Retype, without changes, the section of the ski trip thread below that opens with the words containing "I went to Utah" and closes with "Snowbird coming close.".

- **Page excerpt**
....

# Next trip to the west



## tekniq33 (Mar 18, 2009)

I went to Utah last year and got back from Breck on Monday. They are very, very different experiences in my opinion. I can see why die hard Utes would say nay to CO but.... I thought Breck was awesome for a vacation. The mountain is great and sure it gets crowded but when you are coming from the East their crowds are nothing and the payoff is way more. Reason I said its good for a vacation is the mountain is right in the town and the restaurants, bars and shops were great. 

To me I liked Utah as well for the ease of getting around and the terrain, but the nightlife does not compare though PC is very nice as well. 

my brother in law was on the Breck trip and last year went to Utah and Whistler. He had excellent things to say about Whistler and his pictures are worth more than 1,000 words. it was epic, with only Snowbird coming close. 

That being said I will probably hit Utah and Tahoe next year just to mix it up.


----------



## Mr. Polonia (Apr 5, 2009)

thanks dude...ill look into breck as well. Even tho people were saying that whistler isnt all that, im still considering it..but their frequent rain has me more on the "no" side


----------



## killclimbz (Aug 10, 2007)

From a night life perspective most Colorado ski towns kick all sorts of ass over Utah. 

Also, I wouldn't discount Whistler, it's pretty rare that they get rain, an even if they do it's the lower mountain. You have to remember how larger the Whistler/Blackcomb combo is. You visit several different climate zones from the bottom to the top. Consistently ranks #1 in every ski and snowboard magazine out there. There is something going on.

For Colorado, I'd recommend doing Crested Butte, Telluride, or Aspen. They are more destination areas and have great terrain. Aspen being one of the more entertaining ski towns around. Even though it's populated by the mega rich, I've met some of the most friendly locals around in Aspen. Crested Butte is just a balls to the wall gnarly mountain. T-Ride, well it's remote. I haven't been there yet but it's in the San Juans and that is an impressive range. 

Breck and the surrounding resorts are also fun, especially if you get the snow. 

The backcountry around here is pretty limitless too.


----------



## tekniq33 (Mar 18, 2009)

Yeah the weather can certainly be iffy but then again last year when i was in UT I had no new snow and it was hot as hell. 

With Whistler the two things were the epic terrain and the base village is awesome and its all right there. All of his pics are on Flickr I will see if I can find them but it was all hike to terrain, cliffs, etc and they had about 4 feet while he was there.


----------



## killclimbz (Aug 10, 2007)

Yeah, weather is the great factor. If you nail it when it's on, it's amazing just about anywhere. If it's crappy, well it's crappy. I think the Rocky Mountain states give you more options for finding good snow in less than ideal weather but not always. Plus spring riding in the coastal climate mountains is pretty hard to beat.


----------



## Mr. Polonia (Apr 5, 2009)

Telluride looks great but then again, the lift system sux IMO...which is where my picky criteria comes into focus. i have to take 3 or 4 lifts to get to the top in some spots.

....

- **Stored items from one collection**
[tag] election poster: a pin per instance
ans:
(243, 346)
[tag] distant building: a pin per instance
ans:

....

- **Exercise solution**
I went to Utah last year and got back from Breck on Monday. They are very, very different experiences in my opinion. I can see why die hard Utes would say nay to CO but.... I thought Breck was awesome for a vacation. The mountain is great and sure it gets crowded but when you are coming from the East their crowds are nothing and the payoff is way more. Reason I said its good for a vacation is the mountain is right in the town and the restaurants, bars and shops were great. 

To me I liked Utah as well for the ease of getting around and the terrain, but the nightlife does not compare though PC is very nice as well. 

my brother in law was on the Breck trip and last year went to Utah and Whistler. He had excellent things to say about Whistler and his pictures are worth more than 1,000 words. it was epic, with only Snowbird coming close.